Your task: Rewrite everything from the line containing "Would you please tag the wet" down to the last of the lines as a numbered list, leaving out any blank lines.

──────────

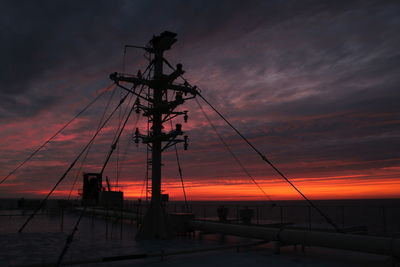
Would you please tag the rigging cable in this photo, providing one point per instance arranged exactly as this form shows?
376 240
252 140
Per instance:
57 133
233 154
264 158
75 229
180 169
89 148
72 165
113 146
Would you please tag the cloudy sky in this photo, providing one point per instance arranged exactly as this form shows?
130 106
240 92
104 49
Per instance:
313 84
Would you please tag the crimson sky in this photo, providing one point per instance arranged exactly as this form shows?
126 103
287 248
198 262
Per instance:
313 84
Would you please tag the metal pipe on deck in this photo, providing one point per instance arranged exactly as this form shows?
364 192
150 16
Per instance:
362 243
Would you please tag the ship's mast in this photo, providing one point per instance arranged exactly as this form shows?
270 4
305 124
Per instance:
159 111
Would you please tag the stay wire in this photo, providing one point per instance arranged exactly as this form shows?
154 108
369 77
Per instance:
115 141
264 158
55 134
180 171
71 166
75 229
233 154
89 148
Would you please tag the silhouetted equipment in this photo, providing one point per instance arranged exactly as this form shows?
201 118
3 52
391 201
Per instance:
222 213
92 185
160 109
246 215
111 199
164 197
95 194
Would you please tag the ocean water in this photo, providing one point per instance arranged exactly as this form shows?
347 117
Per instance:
378 216
43 239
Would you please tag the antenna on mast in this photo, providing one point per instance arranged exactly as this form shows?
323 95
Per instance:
159 110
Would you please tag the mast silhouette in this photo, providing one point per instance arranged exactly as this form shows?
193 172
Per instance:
159 111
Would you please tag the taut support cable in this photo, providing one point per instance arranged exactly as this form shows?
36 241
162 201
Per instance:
233 154
72 165
54 135
264 158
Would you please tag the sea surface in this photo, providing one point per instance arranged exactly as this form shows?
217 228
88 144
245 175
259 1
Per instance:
45 236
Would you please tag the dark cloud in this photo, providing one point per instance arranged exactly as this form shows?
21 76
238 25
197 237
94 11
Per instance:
305 80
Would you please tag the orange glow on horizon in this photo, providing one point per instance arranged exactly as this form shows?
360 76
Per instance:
243 190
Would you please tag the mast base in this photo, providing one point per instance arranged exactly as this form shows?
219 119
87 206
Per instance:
156 224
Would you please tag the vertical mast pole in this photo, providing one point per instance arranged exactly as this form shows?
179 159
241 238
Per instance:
156 130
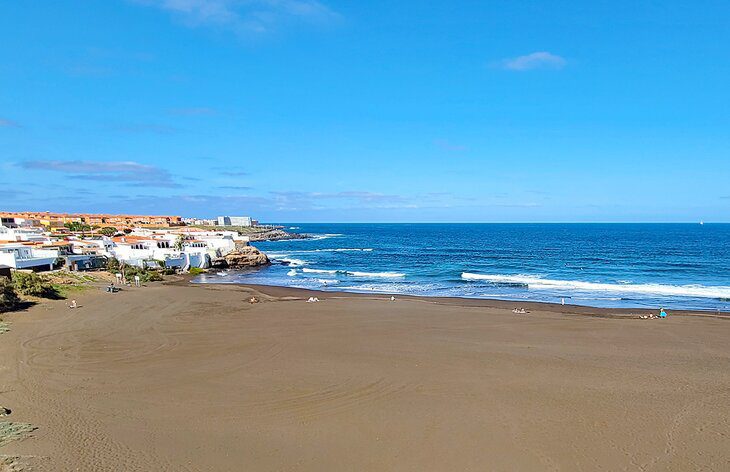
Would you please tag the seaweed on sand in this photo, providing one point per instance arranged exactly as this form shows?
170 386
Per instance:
10 431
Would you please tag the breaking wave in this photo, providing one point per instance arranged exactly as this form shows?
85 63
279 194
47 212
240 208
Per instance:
537 283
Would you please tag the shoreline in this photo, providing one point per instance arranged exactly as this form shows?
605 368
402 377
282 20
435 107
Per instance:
182 376
568 308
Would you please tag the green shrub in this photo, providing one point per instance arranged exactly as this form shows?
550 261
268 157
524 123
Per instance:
145 275
9 299
32 284
113 265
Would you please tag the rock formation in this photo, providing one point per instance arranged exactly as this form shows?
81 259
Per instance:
243 257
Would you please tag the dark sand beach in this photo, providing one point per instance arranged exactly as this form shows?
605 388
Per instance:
184 377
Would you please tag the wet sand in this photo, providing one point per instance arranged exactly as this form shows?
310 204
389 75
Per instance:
181 377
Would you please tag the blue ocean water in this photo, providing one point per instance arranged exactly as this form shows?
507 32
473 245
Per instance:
680 266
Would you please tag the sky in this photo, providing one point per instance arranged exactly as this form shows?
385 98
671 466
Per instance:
377 111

──────────

The completed task:
1. Would you please tag the wet sand in this photo, providing one point per instance arranged exactly as this form shows?
2. 310 204
3. 389 75
4. Per instance:
5. 181 377
6. Would you please tag the blue ocean water in this photo, providing one point per instance arranged exactly as this form shows?
7. 507 32
8. 473 245
9. Per instance:
10. 680 266
11. Would you please tag the sky in this photo, providing one point per instance arranged exactly as this form shows?
12. 385 98
13. 671 466
14. Per instance:
15. 377 111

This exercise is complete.